The health of our communities is not negotiable
A high-stakes fight is afoot over the size of President Biden’s infrastructure package. This week, Senate Republicans responded to Biden’s plan by proposing to eliminate new investments in clean energy, healthy buildings, care for the elderly and good manufacturing jobs. The message is clear: We will not “Build Back Better” by trying to appease politicians who negotiate away our wellbeing.
Right now, hanging in the balance are the livelihoods of over 15 million unemployed workers, the security of communities facing this year’s intensifying droughts and hurricanes, and the health of Black, Indigenous and Latinx families in pollution hotspots who deserve clean air and water.
Compromise is part of political reality. But you cannot negotiate with the physical reality of the climate crisis, the economic reality of mass unemployment and the structural reality of systemic racism. Big crises require big investments.
Congress and the White House should move beyond Republican leadership’s open obstructionism and deliver an infrastructure package as large as our communities’ needs.
The difference between a large recovery package and a small one is whether we improve living conditions for over 2 million public housing residents or ask them to stay in unhealthy homes that are vulnerable to climate disasters. It’s whether we replace over 60 million gas cars with affordable, union-built electric vehicles or keep the gas guzzlers and ask families who live near highways to accept high rates of asthma. It’s whether we clean up dozens of polluted Superfund sites or ask the 21 million people who live near one to continue coexisting with toxic air and water.
What scale of investment would address such dire needs? Economic modeling shows that by investing $1 trillion per year for a decade, Congress could create over 15 million good jobs and achieve full employment, meet Biden’s goal of cutting climate pollution in half by 2030 and meaningfully curb racial, economic, gender and environmental injustice.
That topline number is the sum of 53 investments that span the economy — each one designed to fully rectify a major societal challenge, such as replacing all lead pipes or upgrading all public schools. At least half of these investments should go to frontline communities who’ve endured decades of divestment due to redlining, exclusion and structural injustice.
Over 60 percent of voters, more than 50 members of Congress and over 100 leading union, racial justice, climate and other grassroots groups support this transformative investment plan, as outlined in a new bill called the THRIVE Act. Now, it’s on Congress to align its level of ambition with the unyielding requirements for our communities to thrive.
Take public transit, for example. Each year, over 20,000 people in the U.S. — predominantly in Black and Latinx communities — die from air pollution emitted by gas vehicles, while transportation is the largest source of our country’s climate pollution.
============
Problems and tasks -
A. Answer these questions from the text on the infrastructure package:
(i) How many unemployed workers does the text say are hanging in the balance?
(ii) How much yearly investment over a decade does the economic modeling call for?
(iii) What is the new bill that outlines the investment plan called?
B. Quote the stretch of the text on the infrastructure package from "Compromise is part" through "require big investments.".

(Image point grounding data)
============
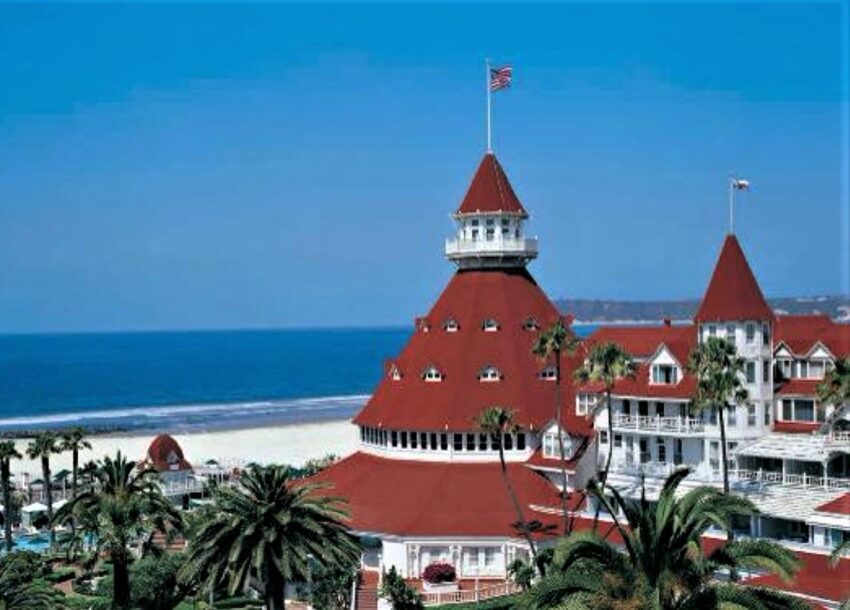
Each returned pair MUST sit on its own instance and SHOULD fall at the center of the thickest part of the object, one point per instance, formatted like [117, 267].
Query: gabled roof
[508, 296]
[490, 191]
[802, 333]
[415, 498]
[733, 293]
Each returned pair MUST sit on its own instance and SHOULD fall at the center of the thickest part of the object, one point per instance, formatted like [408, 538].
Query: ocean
[188, 381]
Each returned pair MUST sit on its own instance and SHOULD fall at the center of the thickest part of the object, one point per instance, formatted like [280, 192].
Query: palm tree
[719, 372]
[267, 529]
[41, 448]
[554, 341]
[496, 422]
[606, 363]
[8, 452]
[835, 390]
[662, 565]
[74, 440]
[123, 505]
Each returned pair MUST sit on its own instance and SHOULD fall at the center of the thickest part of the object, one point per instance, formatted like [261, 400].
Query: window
[548, 374]
[530, 324]
[677, 451]
[751, 372]
[585, 404]
[804, 410]
[490, 325]
[665, 373]
[489, 373]
[432, 374]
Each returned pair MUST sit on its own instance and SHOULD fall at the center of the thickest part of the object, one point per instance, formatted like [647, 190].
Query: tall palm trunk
[48, 487]
[558, 407]
[517, 507]
[120, 581]
[5, 475]
[274, 591]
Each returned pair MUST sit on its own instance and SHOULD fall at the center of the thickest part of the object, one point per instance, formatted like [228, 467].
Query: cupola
[490, 223]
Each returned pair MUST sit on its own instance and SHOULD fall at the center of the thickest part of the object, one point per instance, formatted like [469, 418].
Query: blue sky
[223, 166]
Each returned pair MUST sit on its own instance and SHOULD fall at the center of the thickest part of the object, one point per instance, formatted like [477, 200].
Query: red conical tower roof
[733, 293]
[490, 191]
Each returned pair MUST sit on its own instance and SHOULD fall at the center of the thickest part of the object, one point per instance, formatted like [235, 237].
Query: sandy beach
[291, 444]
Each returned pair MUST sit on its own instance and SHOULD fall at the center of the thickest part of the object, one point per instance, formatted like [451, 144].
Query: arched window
[490, 325]
[549, 373]
[451, 325]
[432, 373]
[530, 324]
[489, 373]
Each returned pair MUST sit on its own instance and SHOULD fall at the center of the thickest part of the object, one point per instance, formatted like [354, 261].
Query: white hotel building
[425, 485]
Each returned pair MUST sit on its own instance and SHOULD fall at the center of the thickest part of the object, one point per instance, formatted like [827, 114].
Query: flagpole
[487, 85]
[731, 205]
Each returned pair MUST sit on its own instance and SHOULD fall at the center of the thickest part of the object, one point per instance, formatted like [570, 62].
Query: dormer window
[451, 325]
[665, 374]
[490, 325]
[489, 373]
[432, 374]
[530, 324]
[548, 374]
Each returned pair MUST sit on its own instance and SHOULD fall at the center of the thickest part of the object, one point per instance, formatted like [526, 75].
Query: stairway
[367, 591]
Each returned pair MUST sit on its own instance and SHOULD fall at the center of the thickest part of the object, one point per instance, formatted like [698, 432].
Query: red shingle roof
[733, 293]
[165, 455]
[490, 191]
[417, 498]
[838, 506]
[801, 333]
[816, 578]
[510, 297]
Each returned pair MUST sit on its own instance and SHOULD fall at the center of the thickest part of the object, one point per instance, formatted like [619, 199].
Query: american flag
[500, 78]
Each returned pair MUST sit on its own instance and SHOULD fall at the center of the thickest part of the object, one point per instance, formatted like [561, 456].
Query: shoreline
[292, 443]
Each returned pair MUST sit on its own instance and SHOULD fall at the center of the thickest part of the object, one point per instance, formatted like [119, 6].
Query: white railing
[681, 425]
[790, 479]
[522, 246]
[431, 598]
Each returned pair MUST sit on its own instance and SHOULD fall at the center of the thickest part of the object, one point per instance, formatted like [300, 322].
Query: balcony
[658, 425]
[523, 247]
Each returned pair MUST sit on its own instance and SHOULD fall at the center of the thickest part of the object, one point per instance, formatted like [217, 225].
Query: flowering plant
[439, 572]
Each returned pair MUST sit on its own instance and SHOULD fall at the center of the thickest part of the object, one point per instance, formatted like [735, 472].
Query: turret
[490, 223]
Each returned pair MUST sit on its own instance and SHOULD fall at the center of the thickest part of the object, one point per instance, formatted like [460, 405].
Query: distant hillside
[601, 310]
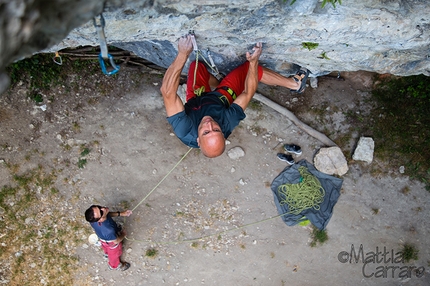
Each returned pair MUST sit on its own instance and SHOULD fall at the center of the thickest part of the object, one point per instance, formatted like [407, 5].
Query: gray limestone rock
[364, 150]
[331, 161]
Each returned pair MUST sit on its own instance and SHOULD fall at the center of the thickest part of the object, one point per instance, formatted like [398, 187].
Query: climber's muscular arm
[172, 101]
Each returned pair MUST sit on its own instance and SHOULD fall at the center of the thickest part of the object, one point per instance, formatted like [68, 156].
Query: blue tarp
[319, 218]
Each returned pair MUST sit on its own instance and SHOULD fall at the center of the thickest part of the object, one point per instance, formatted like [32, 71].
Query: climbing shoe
[291, 148]
[286, 158]
[122, 266]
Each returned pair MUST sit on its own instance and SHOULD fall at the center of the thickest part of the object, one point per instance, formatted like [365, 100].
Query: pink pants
[114, 252]
[234, 80]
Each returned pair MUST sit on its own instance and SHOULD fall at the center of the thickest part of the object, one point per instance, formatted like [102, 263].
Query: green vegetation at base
[41, 234]
[409, 252]
[309, 45]
[318, 236]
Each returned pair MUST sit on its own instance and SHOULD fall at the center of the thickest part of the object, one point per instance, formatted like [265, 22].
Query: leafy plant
[318, 236]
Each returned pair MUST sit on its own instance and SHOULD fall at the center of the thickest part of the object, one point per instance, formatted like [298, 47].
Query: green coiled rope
[308, 193]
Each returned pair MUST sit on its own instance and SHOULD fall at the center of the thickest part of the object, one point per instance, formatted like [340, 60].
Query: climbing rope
[104, 55]
[308, 193]
[211, 65]
[162, 180]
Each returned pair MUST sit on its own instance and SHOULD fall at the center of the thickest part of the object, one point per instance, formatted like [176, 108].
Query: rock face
[389, 36]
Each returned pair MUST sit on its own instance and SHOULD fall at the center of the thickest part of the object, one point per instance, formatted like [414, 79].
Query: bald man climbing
[213, 109]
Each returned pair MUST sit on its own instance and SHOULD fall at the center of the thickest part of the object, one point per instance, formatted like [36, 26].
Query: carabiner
[112, 63]
[193, 39]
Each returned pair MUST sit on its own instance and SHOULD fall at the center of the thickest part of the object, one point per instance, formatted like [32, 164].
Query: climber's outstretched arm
[172, 101]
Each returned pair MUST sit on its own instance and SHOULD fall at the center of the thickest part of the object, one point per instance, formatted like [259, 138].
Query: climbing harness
[308, 193]
[210, 64]
[57, 59]
[104, 55]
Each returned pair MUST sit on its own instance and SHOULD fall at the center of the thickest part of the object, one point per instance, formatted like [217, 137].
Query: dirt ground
[132, 148]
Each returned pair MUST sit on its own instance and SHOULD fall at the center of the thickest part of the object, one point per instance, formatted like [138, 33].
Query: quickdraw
[57, 59]
[104, 55]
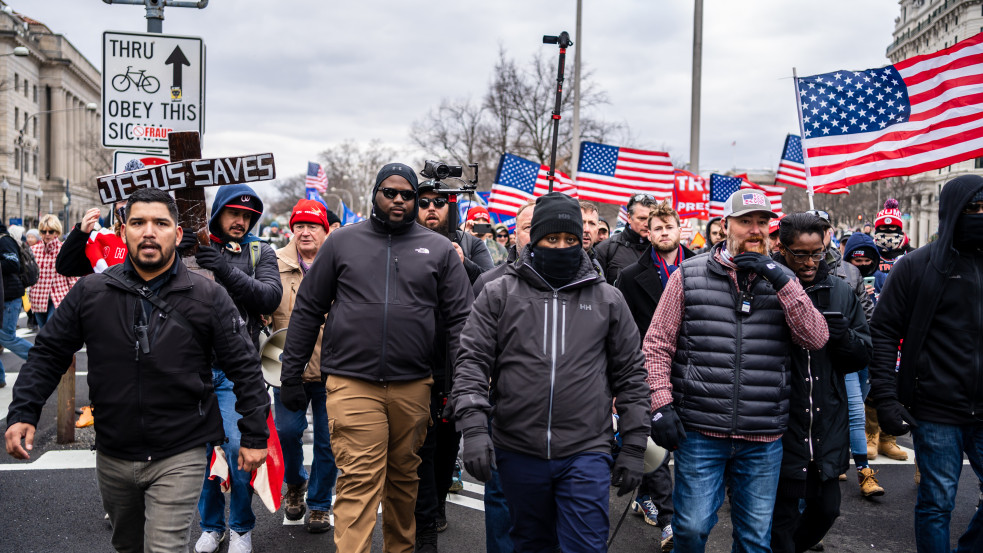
============
Solved tasks -
A.
(i) Over 15 million
(ii) $1 trillion per year
(iii) The THRIVE Act

B.
Compromise is part of political reality. But you cannot negotiate with the physical reality of the climate crisis, the economic reality of mass unemployment and the structural reality of systemic racism. Big crises require big investments.